--- Start SUPPLIED INFORMATION ---

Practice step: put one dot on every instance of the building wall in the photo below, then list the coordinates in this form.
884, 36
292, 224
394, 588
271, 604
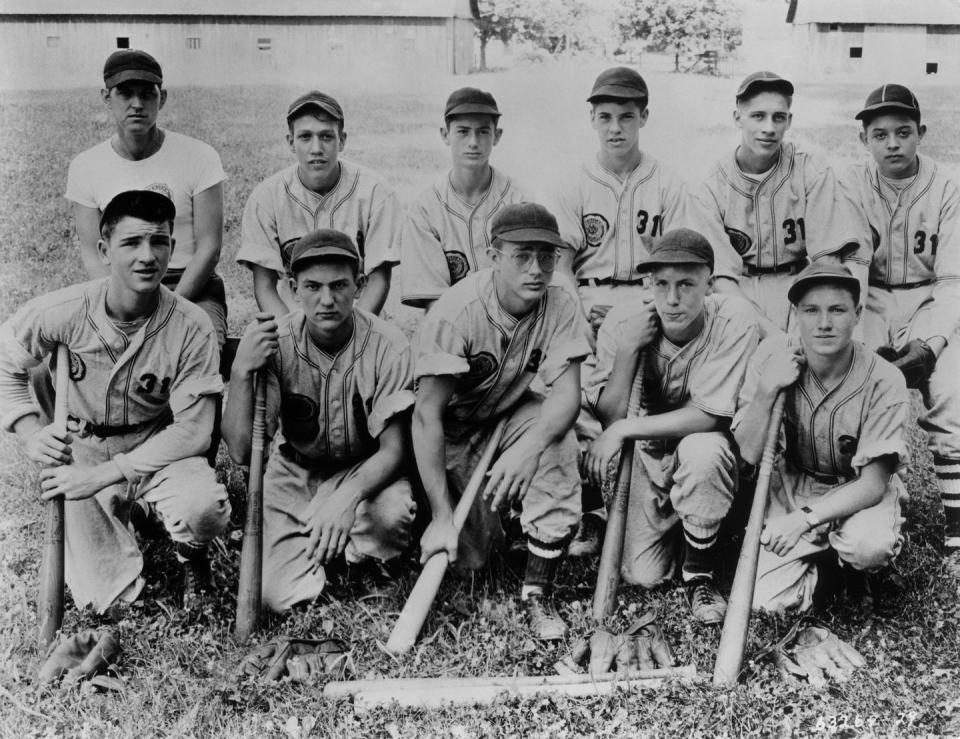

--- End SUPPLIED INFORMATION ---

REQUEST - Output every line of the entries above verbatim, leaving out the pictures.

ANSWER FOR THE TASK -
Practice step: put one dot on every instance of the building wall in the photo below, then list the coordinates in this form.
884, 36
292, 224
394, 588
271, 604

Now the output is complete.